- TEXTABSCHNITT:
<p style='color: darkorange; font-size: 2.5em; font-weight: bold; text-align: left;'>
    Verarbeiten großer Datenbestände mit DuckDB 🦆</p>

### **Installation von DuckDB und Verbindung zu DuckDB (hier in-Memory-Verarbeitung)**

In [None]:
%%capture
%pip install duckdb

In [1]:
import duckdb

# Verbindung zur in-memory DuckDB-Datenbank (':memory:') herstellen; Voraussetzung: DuckDB muss installiert sein, ':memory:' muss als Vorgabe so gesetzt sein
conn = duckdb.connect(':memory:')

### **Inspektion der Daten via SQL**

In [3]:
# Inspektion der Daten und Test der Verbindung zur Datenquelle, die über die untere URL zu erreichen ist
result = conn.execute("""
DESCRIBE SELECT * FROM 'https://media.githubusercontent.com/media/swrobuts/Flights/main/airlines.csv';
""").fetchall()

# Ausgabe des Ergebnisses
for row in result:
    print(row)

('IATA_CODE', 'VARCHAR', 'YES', None, None, None)
('AIRLINE', 'VARCHAR', 'YES', None, None, None)


### **Aufbau und Befüllen der Tabelle `airports`**

In [4]:
import pandas as pd

# Verbindung zur in-memory DuckDB-Datenbank herstellen; Voraussetzung: DuckDB muss installiert sein
conn = duckdb.connect(':memory:')

# Sequenz und Tabelle "airports" erstellen
conn.execute("""
CREATE SEQUENCE IF NOT EXISTS airport_id
INCREMENT BY 1 MINVALUE 0;
""")

conn.execute("""
CREATE TABLE IF NOT EXISTS airports (
    airport_id INTEGER PRIMARY KEY DEFAULT(nextval('airport_id')),
    iata_code VARCHAR(5),
    airport VARCHAR(255),
    city VARCHAR(255),
    state VARCHAR(255),
    country VARCHAR(255),
    latitude DOUBLE,
    longitude DOUBLE,
    CONSTRAINT airport_id UNIQUE (airport_id)
);
""")

# Befüllen der angelegten Tabelle bzw. Relation "airports" aus der csv-Datei
conn.execute("""
INSERT INTO airports("iata_code", "airport","city","state","country","latitude","longitude")
SELECT DISTINCT "IATA_CODE", "AIRPORT", "CITY", "STATE","COUNTRY","LATITUDE","LONGITUDE"

- GESPEICHERTE DATEN:
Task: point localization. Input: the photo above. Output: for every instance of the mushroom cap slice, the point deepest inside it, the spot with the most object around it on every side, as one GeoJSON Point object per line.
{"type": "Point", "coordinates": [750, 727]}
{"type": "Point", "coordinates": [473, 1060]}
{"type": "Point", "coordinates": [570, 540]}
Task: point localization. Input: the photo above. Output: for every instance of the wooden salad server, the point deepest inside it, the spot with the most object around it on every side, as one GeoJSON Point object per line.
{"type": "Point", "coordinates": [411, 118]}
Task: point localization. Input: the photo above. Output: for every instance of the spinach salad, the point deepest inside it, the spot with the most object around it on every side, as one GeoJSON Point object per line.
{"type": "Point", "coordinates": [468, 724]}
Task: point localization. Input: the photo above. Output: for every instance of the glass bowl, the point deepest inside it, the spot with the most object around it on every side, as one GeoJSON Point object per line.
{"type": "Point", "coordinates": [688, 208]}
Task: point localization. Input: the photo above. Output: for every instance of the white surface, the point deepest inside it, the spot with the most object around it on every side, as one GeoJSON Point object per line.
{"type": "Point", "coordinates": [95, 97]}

- ARBEITSAUFTRAG:
Kannst du den Text über DuckDB zwischen „### **Inspektion der“ und „('AIRLINE', 'VARCHAR', 'YES', None, None, None)“, beide eingeschlossen, noch einmal wiedergeben und darin „Inspektion“ durch „Prüfung“ ersetzen?

- LÖSUNG:
### **Prüfung der Daten via SQL**

In [3]:
# Prüfung der Daten und Test der Verbindung zur Datenquelle, die über die untere URL zu erreichen ist
result = conn.execute("""
DESCRIBE SELECT * FROM 'https://media.githubusercontent.com/media/swrobuts/Flights/main/airlines.csv';
""").fetchall()

# Ausgabe des Ergebnisses
for row in result:
    print(row)

('IATA_CODE', 'VARCHAR', 'YES', None, None, None)
('AIRLINE', 'VARCHAR', 'YES', None, None, None)